- **TEXTO DE ORIGEM**
┄┄┄┄┄┄┄┄┄┄┄┄┄┄┄┄┄┄┄┄
Fora das normas, as rebeldes que reivindicam direitos civis e políticos, o direito elementar sobre seus próprios corpos são mulheres banidas das famílias, da sociedade, mal vistas e mal vindas. Toda ação contestatória ou autônoma é considerada imoral ou irracional e o tratamento é, de fato, punição.

As análises de Foucault mostram o alcance destas estratégias, na época que ele estuda:

 «Em  Bethléem, as loucas agitadas eram acorrentadas pelos tornozelos à parede de uma longa galeria . Em um outro hospital, em  Bethnal Green , uma mulher estava sujeita a violentas crises de excitação; foi colocada então num estábulo para porcos, pés e mão atados; passada a crise, era amarrada em seu leito, protegida somente por uma coberta. »  (HF, 196)

Assim, qualquer veleidade de protesto, de recusa, de contestação era logo taxado de crise de loucura ou de excitação e o resultado é a violência extrema das correntes, tal escravo fugitivo ou condenado pela justiça.

Elas partilham uma taxionomia do absurdo, pois renegam sua “natureza”, condenadas pela enunciação de seu diagnóstico: todos seus gestos e palavras são mostra de loucura, de desrazão. Loucas, histéricas, lésbicas, estas mulheres perderam seu lugar no social para nunca mais ganhar sua liberdade. E por reivindicá-la.

Extravagantes, serão punidas, para além do internamento, pelo ostracismo, pelos olhares reprovadores, monstros que renegam sua « natureza » essencial. Ou então, são simplesmente velhas, fora do mercado do casamento e da procriação, inúteis, portanto, são afastadas para melhor serem esquecidas. Quer seja hoje nos asilos de velhos ou casas de repouso, o envelhecimento dos corpos femininos as colocam fora do social, presas de desrazão.:

Foucault encontra em 1690,

«  [...]20 mulheres caducas em  Saint-Paul ;na Madeleine encontram-se   91 «mulheres velhas doentes ou recaídas na infância; em   Sainte-Geneviève 80 «velhas fiandeiras»;[...]em Saint-Hilaire,  80 mulheres consideradas como crianças, em  Sainte-Catherine 69 «inocentes ou disformes» ; as loucas são divididas entre Sainte-Elizabeth, Sainte-Jeanne em celas, segundo o grau de ´espírito fraco´, loucura intermitente ou loucas violentas. Enfim, 22 ´incorrigíveis´ foram colocadas, por esta razão, na Correção » (HF, 113-114)

Deformidades, velhice, mulheres aspirando à independência, todo desvio do social produtivo ou « natural » é condenado à prisão, à clausura, ao afastamento do corpo social. Mas de fato, esta clausura é um longo discurso sobre as estruturas de poder que regem tal formação social.

O que é a razão, afinal?  Não é ela, como a loucura, uma significação temporal, histórica? As estruturas sociais não são elas também irracionais quando se estabelecem sobre a inferiorização de metade da humanidade?

A loucura está no cerne da razão e de suas “verdades”, da violência, da destruição, da desigualdade que instauram.
┄┄┄┄┄┄┄┄┄┄┄┄┄┄┄┄┄┄┄┄
- **DADOS FORNECIDOS**

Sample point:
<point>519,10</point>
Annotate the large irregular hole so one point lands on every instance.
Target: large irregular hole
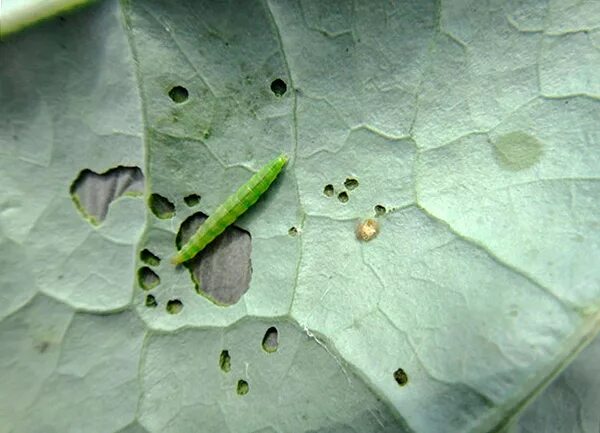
<point>271,340</point>
<point>161,206</point>
<point>400,377</point>
<point>225,361</point>
<point>92,193</point>
<point>149,258</point>
<point>243,387</point>
<point>147,278</point>
<point>222,271</point>
<point>178,94</point>
<point>278,87</point>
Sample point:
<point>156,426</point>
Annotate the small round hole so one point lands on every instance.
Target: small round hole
<point>192,199</point>
<point>278,87</point>
<point>178,94</point>
<point>379,210</point>
<point>351,183</point>
<point>147,278</point>
<point>225,361</point>
<point>161,206</point>
<point>367,230</point>
<point>151,301</point>
<point>149,258</point>
<point>400,377</point>
<point>328,190</point>
<point>243,387</point>
<point>174,306</point>
<point>271,340</point>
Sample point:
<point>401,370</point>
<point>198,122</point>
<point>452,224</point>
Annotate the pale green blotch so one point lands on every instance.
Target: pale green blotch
<point>517,150</point>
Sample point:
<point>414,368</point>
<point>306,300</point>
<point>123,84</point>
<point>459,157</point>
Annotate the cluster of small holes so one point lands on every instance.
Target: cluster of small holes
<point>192,200</point>
<point>270,343</point>
<point>350,184</point>
<point>400,377</point>
<point>174,306</point>
<point>178,94</point>
<point>161,206</point>
<point>278,87</point>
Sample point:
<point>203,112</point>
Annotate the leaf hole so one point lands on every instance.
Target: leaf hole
<point>380,210</point>
<point>151,301</point>
<point>278,87</point>
<point>270,341</point>
<point>192,200</point>
<point>351,183</point>
<point>367,229</point>
<point>178,94</point>
<point>147,278</point>
<point>243,387</point>
<point>174,306</point>
<point>161,207</point>
<point>92,193</point>
<point>400,377</point>
<point>225,361</point>
<point>221,272</point>
<point>149,258</point>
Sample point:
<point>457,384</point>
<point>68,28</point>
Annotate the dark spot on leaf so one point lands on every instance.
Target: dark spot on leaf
<point>243,387</point>
<point>270,340</point>
<point>192,199</point>
<point>278,87</point>
<point>351,183</point>
<point>400,377</point>
<point>149,258</point>
<point>225,361</point>
<point>161,207</point>
<point>174,306</point>
<point>147,278</point>
<point>92,193</point>
<point>151,301</point>
<point>178,94</point>
<point>222,271</point>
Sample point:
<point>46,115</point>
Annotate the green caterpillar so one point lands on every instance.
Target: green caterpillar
<point>231,209</point>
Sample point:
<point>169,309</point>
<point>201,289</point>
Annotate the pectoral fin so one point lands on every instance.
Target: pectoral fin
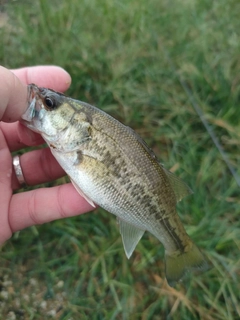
<point>130,236</point>
<point>83,194</point>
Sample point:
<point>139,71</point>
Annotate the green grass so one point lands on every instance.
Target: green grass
<point>127,57</point>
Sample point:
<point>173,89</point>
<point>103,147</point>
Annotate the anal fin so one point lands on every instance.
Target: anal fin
<point>130,236</point>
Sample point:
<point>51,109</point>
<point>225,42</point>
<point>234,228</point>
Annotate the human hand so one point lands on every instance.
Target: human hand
<point>21,210</point>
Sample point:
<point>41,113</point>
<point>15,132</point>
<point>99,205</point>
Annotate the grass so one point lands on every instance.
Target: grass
<point>128,57</point>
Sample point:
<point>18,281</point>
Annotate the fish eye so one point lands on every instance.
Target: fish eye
<point>50,103</point>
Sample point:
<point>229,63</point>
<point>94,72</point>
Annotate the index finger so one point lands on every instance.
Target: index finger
<point>13,89</point>
<point>13,95</point>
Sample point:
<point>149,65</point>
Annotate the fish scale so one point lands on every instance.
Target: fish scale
<point>111,166</point>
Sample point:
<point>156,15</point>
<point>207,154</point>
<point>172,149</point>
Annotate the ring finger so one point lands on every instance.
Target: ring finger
<point>38,166</point>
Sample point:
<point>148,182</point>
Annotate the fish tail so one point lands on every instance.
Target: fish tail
<point>177,264</point>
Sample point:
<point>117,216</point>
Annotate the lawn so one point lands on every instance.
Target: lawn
<point>171,71</point>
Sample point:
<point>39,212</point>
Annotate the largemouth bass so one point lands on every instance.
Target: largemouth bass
<point>111,166</point>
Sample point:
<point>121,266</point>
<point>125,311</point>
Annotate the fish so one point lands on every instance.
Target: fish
<point>111,166</point>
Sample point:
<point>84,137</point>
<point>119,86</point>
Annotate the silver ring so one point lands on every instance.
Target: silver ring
<point>18,170</point>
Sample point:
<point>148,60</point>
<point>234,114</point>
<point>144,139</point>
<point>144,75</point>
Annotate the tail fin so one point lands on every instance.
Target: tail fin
<point>178,264</point>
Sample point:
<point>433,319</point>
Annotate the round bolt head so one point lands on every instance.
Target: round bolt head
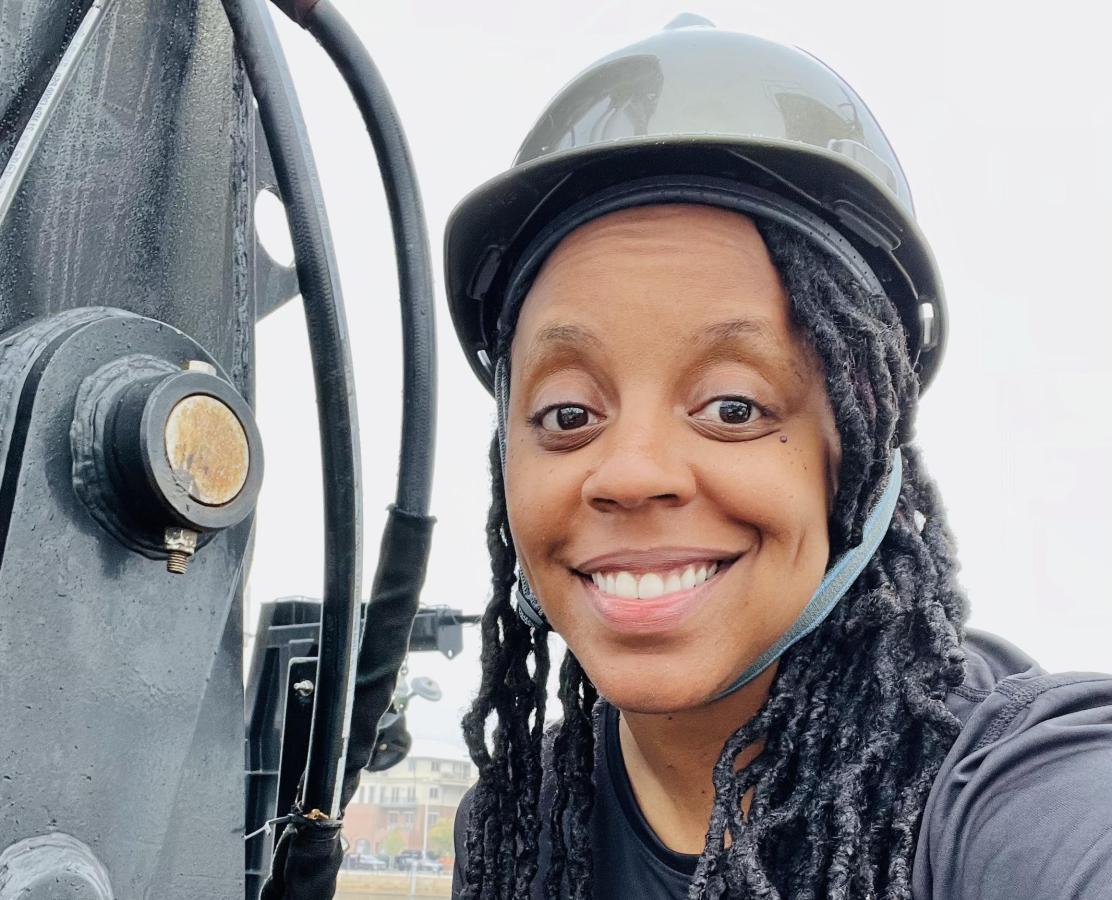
<point>207,448</point>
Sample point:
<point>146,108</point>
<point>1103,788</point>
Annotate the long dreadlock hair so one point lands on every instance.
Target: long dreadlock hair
<point>855,727</point>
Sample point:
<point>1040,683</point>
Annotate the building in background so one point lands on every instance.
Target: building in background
<point>410,807</point>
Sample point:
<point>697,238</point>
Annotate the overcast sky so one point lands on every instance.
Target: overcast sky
<point>1003,124</point>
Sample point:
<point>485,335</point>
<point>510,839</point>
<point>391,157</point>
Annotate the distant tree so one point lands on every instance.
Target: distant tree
<point>394,842</point>
<point>440,838</point>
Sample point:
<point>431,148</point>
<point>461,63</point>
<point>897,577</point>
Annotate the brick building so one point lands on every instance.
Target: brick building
<point>409,799</point>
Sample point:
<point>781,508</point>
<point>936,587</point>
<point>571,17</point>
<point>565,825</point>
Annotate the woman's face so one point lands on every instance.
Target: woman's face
<point>671,453</point>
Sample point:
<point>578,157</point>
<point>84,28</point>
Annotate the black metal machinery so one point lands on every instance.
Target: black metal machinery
<point>130,282</point>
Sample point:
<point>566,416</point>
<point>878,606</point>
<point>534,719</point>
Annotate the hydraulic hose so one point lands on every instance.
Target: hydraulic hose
<point>411,249</point>
<point>336,405</point>
<point>307,856</point>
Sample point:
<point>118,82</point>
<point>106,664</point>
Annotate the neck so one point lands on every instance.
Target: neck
<point>671,757</point>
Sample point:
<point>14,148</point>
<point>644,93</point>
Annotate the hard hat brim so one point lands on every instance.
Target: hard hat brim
<point>492,225</point>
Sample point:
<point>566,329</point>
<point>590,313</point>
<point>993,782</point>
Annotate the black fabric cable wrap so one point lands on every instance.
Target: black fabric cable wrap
<point>311,839</point>
<point>308,854</point>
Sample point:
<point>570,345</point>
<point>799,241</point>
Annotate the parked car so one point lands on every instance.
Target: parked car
<point>365,862</point>
<point>414,859</point>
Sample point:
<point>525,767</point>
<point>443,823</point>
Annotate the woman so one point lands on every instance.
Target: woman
<point>706,313</point>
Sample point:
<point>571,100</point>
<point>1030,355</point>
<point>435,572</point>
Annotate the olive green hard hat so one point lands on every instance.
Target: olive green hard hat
<point>693,106</point>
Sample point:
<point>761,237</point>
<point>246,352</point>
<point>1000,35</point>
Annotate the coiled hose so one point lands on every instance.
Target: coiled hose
<point>308,856</point>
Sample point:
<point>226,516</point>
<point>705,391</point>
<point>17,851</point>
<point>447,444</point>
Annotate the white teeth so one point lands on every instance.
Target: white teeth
<point>625,585</point>
<point>653,584</point>
<point>649,586</point>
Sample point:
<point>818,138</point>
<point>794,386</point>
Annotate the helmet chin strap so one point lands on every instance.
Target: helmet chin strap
<point>837,580</point>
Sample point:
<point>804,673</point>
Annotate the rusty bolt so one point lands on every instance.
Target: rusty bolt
<point>207,450</point>
<point>180,544</point>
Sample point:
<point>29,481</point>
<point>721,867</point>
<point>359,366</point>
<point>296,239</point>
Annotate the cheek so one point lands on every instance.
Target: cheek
<point>538,493</point>
<point>780,488</point>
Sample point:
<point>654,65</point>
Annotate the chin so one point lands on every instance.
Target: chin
<point>648,684</point>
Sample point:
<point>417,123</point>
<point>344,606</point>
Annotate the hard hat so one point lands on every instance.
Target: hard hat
<point>694,106</point>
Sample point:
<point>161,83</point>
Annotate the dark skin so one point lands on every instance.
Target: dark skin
<point>667,423</point>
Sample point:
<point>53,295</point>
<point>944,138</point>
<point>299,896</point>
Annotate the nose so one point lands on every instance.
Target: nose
<point>641,465</point>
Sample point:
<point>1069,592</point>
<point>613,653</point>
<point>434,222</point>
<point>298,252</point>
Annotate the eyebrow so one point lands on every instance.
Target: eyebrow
<point>564,340</point>
<point>559,340</point>
<point>730,330</point>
┄┄┄┄┄┄┄┄┄┄┄┄┄┄┄┄┄┄┄┄
- **COMPLETE AS TAREFAS**
A - Transcreva o trecho do texto sobre loucura e mulheres de "Assim, qualquer veleidade" até "condenado pela justiça.".
B - Com base no texto sobre loucura e mulheres, responda:
(i) Onde foi colocada a mulher de Bethnal Green durante suas crises de excitação?
(ii) Quantas "velhas fiandeiras" havia em Sainte-Geneviève?
(iii) Que três qualificações o texto atribui às mulheres que perderam seu lugar no social?

- **RESPOSTAS ABAIXO**
A -
Assim, qualquer veleidade de protesto, de recusa, de contestação era logo taxado de crise de loucura ou de excitação e o resultado é a violência extrema das correntes, tal escravo fugitivo ou condenado pela justiça.

B -
(i) Num estábulo para porcos, com pés e mão atados.
(ii) 80.
(iii) Loucas, histéricas, lésbicas.